### DATA ROWS
━━━━━━━━
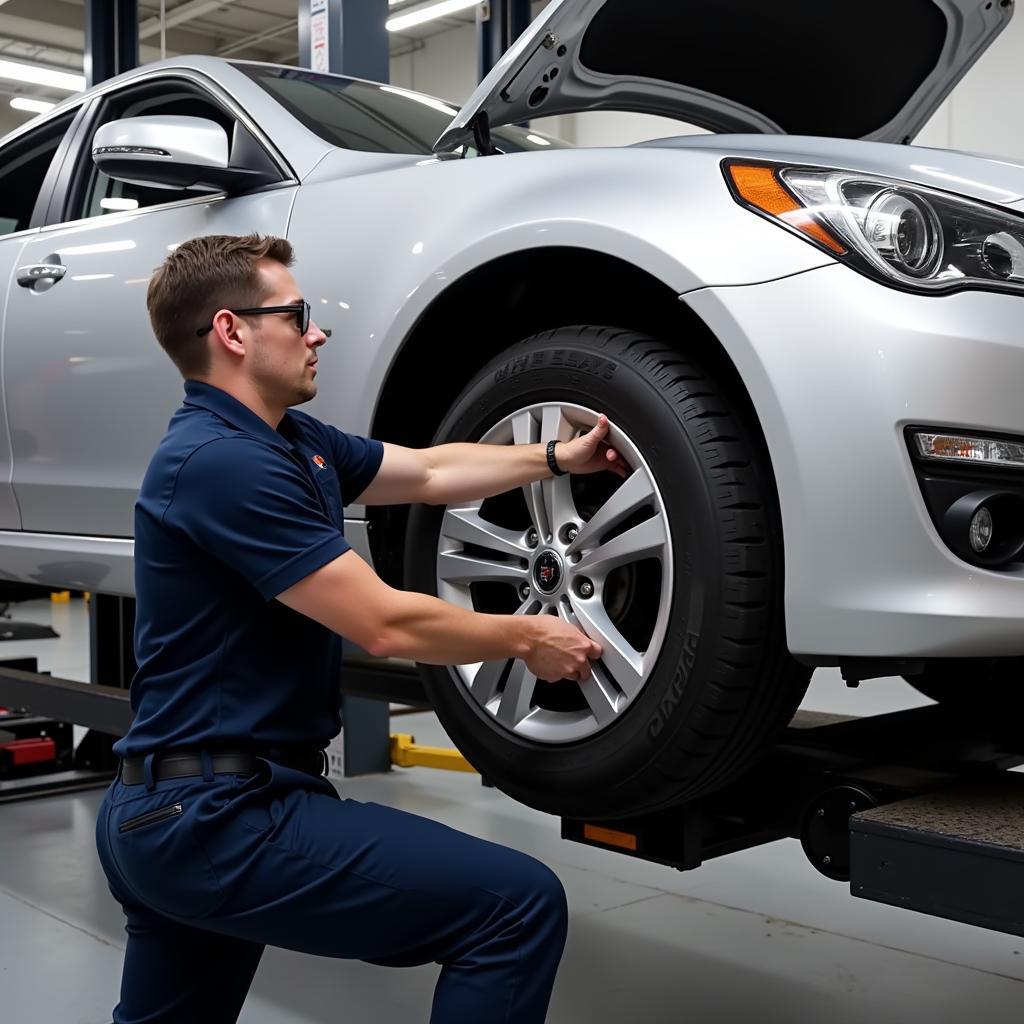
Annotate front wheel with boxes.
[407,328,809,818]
━━━━━━━━
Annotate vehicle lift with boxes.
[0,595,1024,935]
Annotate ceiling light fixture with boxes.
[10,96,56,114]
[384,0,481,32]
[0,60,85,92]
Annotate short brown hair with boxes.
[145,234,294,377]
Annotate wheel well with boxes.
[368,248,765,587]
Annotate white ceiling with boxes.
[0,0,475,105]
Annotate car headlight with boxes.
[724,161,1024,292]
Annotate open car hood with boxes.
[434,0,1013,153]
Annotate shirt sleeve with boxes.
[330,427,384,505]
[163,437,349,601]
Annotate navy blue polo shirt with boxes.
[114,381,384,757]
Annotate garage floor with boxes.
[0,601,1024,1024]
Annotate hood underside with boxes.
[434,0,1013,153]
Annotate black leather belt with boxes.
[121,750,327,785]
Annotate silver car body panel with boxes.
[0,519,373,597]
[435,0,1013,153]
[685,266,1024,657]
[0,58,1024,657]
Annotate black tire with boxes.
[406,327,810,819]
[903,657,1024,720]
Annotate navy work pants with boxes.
━━━━━━━━
### AIM
Shift every bounding-box coordinate up by 93 in the stretch of material from the line containing "Annotate car headlight with boxes." through the line containing "Annotate navy work pants with boxes.", both included. Write out all of those lines again, the unchanged "Annotate" lines included.

### WORKED ANSWER
Annotate car headlight with boxes.
[817,254,1117,385]
Annotate open car hood with boxes.
[527,93,1106,246]
Annotate shirt sleeve with boxes.
[423,520,477,598]
[256,530,442,694]
Annotate navy blue polo shirt with boxes.
[207,474,477,850]
Annotate garage floor with boxes.
[93,694,1117,1117]
Annotate hood underside with boxes.
[527,93,1106,246]
Annotate black leather belt with boxes.
[214,843,420,878]
Annotate silver car body panel with boxes.
[93,612,466,690]
[528,93,1106,246]
[778,359,1117,750]
[93,151,1117,750]
Annotate black tire with boxes.
[499,420,903,912]
[996,750,1117,813]
Annotate navy work pants with boxes.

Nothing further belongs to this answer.